Work required:
Rewrite the smart-homes text starting at "Interestingly, the company’s" and ending at "relatives, for example.", replacing "grandmother" with "grandfather".

Supplied text:
··········
The next step: artificial intelligence
If all of the above is phase one – and around five million UK households are already thought to be onside – then phase two is the dawn of artificial intelligence (AI). Tech will allow homes to become more ‘aware’ of who is in the house and what their needs are.
During a Google talk on connected homes in 2018, one of the company's leading authorities on smart homes pondered just how much AI might one day rely on predictive analysis to be at its most effective. To be truly effective, say the experts, an AI system needs to ‘know’ you and second-guess what you want. It might understand, for example, that 10-year-old Molly is about to leave for school without a coat – and, knowing that it is going to rain today, audibly suggests taking a coat as she approaches the front door. The ultimate tech dream for many, of course, is to have a robot take care of this and physically hand Molly her coat.
Where are we now?
For several years, start-ups have been promising game-changing robots that would become personal friends/assistants around the home. None have really delivered on this – meaning the race to put robots in the home is definitely still on. Recently announced was a device named temi, which looks a little like an iPad on wheels, and can plot its own route around the house, track faces, function as your smart home hub and more. It’s currently available to pre-order for $1,499 (currently around £1,140) and the makers say that it ticks all the AI boxes as it can “recognise you, know your preferences and is constantly learning to optimise itself to your liking”.
Interestingly, the company’s founder says he created temi after seeing his grandmother struggle with a smartphone; he’s certainly not the first to recognise how smart homes and devices can help provide care for the elderly. Even a basic Amazon Echo can be programmed to text a relative if the owner needs urgent help, while Amazon’s Echo Show allows users to check in on loved ones via video – great if you’re concerned about elderly relatives, for example.
··········
Data:

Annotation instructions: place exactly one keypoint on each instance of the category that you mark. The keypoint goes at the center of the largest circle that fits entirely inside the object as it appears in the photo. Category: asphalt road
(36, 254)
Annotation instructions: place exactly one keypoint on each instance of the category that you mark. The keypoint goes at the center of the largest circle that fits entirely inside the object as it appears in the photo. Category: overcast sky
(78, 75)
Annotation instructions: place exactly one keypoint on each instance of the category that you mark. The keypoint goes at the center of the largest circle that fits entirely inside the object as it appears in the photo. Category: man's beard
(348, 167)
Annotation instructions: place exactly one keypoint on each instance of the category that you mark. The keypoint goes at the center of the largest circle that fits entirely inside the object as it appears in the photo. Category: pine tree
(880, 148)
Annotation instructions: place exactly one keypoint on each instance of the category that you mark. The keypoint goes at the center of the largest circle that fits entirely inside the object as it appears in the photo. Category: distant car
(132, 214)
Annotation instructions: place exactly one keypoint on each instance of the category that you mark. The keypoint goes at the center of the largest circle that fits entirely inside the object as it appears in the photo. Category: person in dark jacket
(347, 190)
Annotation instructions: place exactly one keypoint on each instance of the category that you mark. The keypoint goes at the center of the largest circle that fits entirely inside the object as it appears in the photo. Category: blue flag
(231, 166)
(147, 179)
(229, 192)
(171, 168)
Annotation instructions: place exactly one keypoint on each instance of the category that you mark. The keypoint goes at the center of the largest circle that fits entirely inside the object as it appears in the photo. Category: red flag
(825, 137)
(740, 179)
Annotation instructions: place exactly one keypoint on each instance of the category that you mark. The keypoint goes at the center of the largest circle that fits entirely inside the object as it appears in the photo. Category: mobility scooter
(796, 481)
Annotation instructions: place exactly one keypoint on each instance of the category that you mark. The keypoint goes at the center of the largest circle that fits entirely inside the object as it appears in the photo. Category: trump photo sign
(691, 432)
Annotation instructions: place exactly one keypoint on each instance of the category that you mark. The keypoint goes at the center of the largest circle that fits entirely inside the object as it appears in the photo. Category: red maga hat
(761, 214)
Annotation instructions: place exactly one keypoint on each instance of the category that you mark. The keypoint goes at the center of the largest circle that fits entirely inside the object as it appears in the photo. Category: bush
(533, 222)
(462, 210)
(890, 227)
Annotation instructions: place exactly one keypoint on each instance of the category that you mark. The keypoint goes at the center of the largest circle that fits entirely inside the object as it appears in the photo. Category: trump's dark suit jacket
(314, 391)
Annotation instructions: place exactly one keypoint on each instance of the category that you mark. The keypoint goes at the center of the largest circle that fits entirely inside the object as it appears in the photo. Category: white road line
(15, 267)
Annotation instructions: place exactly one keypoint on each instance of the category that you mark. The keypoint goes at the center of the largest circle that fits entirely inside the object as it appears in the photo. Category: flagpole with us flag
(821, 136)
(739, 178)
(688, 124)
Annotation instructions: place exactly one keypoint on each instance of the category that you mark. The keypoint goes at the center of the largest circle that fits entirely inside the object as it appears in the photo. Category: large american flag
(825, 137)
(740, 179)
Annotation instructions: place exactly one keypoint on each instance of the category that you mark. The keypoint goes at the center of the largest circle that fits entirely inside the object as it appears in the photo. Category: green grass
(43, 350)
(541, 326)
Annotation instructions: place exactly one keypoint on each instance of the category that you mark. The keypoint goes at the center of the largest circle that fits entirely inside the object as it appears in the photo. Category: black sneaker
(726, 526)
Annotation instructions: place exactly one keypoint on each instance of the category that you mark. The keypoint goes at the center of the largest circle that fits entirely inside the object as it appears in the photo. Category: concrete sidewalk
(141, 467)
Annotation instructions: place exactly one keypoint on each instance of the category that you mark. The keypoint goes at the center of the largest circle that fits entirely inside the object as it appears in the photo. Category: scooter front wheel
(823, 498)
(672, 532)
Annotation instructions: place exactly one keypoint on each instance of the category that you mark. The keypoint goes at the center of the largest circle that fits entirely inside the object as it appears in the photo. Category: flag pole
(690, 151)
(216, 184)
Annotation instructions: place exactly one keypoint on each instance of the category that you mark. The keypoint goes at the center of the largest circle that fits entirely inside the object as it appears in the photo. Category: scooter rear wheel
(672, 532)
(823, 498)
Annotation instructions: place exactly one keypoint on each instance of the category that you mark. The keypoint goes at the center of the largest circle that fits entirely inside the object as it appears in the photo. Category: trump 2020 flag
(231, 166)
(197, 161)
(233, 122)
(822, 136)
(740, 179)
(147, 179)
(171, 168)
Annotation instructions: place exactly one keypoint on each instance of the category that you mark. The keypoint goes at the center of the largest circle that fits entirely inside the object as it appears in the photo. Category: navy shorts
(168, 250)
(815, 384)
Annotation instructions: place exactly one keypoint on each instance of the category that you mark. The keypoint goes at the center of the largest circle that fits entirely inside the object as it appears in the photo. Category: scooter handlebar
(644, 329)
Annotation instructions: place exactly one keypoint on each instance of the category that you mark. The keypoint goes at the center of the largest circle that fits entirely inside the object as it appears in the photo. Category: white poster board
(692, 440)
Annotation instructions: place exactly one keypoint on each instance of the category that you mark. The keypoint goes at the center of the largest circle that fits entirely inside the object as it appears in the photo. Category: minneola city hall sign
··········
Exercise answer:
Interestingly, the company’s founder says he created temi after seeing his grandfather struggle with a smartphone; he’s certainly not the first to recognise how smart homes and devices can help provide care for the elderly. Even a basic Amazon Echo can be programmed to text a relative if the owner needs urgent help, while Amazon’s Echo Show allows users to check in on loved ones via video – great if you’re concerned about elderly relatives, for example.